What to produce
Rewrite everything in the listing from the line containing "of the flat" down to the end, both ends included, with each request line kept unchanged. Scale every pin coordinate in the answers by 0.3 and round to the nearest whole number, rounding halves up.

The input
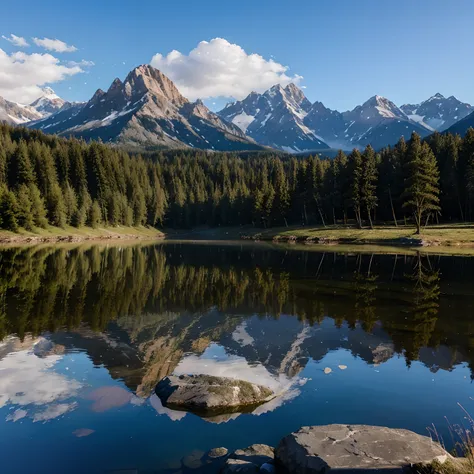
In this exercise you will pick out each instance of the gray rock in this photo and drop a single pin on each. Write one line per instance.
(242, 467)
(217, 453)
(355, 449)
(194, 460)
(257, 454)
(209, 394)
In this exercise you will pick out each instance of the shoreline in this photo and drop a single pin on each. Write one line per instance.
(442, 238)
(455, 236)
(55, 235)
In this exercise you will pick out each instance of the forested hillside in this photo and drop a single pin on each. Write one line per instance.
(49, 180)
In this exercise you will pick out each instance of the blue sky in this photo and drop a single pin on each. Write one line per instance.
(346, 50)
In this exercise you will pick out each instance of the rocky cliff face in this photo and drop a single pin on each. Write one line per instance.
(276, 119)
(147, 110)
(438, 112)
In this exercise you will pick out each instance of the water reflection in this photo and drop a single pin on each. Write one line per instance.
(138, 310)
(86, 332)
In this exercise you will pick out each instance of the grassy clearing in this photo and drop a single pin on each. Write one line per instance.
(73, 234)
(442, 235)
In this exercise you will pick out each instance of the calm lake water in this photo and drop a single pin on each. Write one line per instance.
(86, 332)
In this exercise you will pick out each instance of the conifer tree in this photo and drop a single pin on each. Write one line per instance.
(38, 210)
(24, 212)
(8, 210)
(354, 196)
(368, 189)
(95, 217)
(421, 193)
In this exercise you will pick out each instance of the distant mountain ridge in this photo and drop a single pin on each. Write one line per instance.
(47, 104)
(438, 113)
(147, 110)
(285, 119)
(276, 119)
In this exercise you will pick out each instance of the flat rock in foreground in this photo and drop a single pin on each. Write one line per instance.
(209, 394)
(355, 449)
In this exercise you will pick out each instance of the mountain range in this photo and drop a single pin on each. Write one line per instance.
(147, 110)
(286, 120)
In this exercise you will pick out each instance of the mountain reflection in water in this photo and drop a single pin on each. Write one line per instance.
(89, 330)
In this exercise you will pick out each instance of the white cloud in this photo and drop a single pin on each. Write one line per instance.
(30, 380)
(220, 69)
(16, 40)
(82, 63)
(54, 45)
(54, 411)
(21, 74)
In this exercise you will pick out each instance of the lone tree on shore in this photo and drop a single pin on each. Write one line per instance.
(369, 182)
(421, 193)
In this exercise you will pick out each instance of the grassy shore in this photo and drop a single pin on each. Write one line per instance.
(73, 234)
(455, 235)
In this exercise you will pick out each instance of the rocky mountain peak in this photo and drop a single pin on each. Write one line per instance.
(296, 94)
(116, 84)
(48, 93)
(146, 78)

Solution for this exercise
In this exercise you will pick out each instance of the flat rock in foreground in this photo and drop a single pin on each. Write one line per instance.
(63, 118)
(107, 135)
In this exercise you will pick out each instance of the mountain range in this photo and drop a single pin on each. Write one line per instance.
(44, 33)
(86, 36)
In this exercise you will pick out each instance of the mountain reflection in water in this photo and drop a single pin on each. Write one line per instance.
(27, 99)
In this exercise you will pick out each instance of the white cloud in this photo and drop a single pin on each. Write one line per instance.
(9, 114)
(66, 21)
(5, 12)
(25, 19)
(16, 14)
(16, 123)
(6, 22)
In this exercise you will pick out each instance of the lone tree on shore in this photo and drop a single pin on each. Write one line per instance.
(111, 55)
(126, 58)
In this exercise you will pick out each instance of the grassy shore in this photo and drop a single pin on each. Write one line per instance.
(22, 70)
(137, 71)
In this exercise you will pick out each instance of the rocky mountain peak in this photo and drop a single pin on each. Write one line per instance.
(89, 28)
(35, 25)
(14, 28)
(44, 23)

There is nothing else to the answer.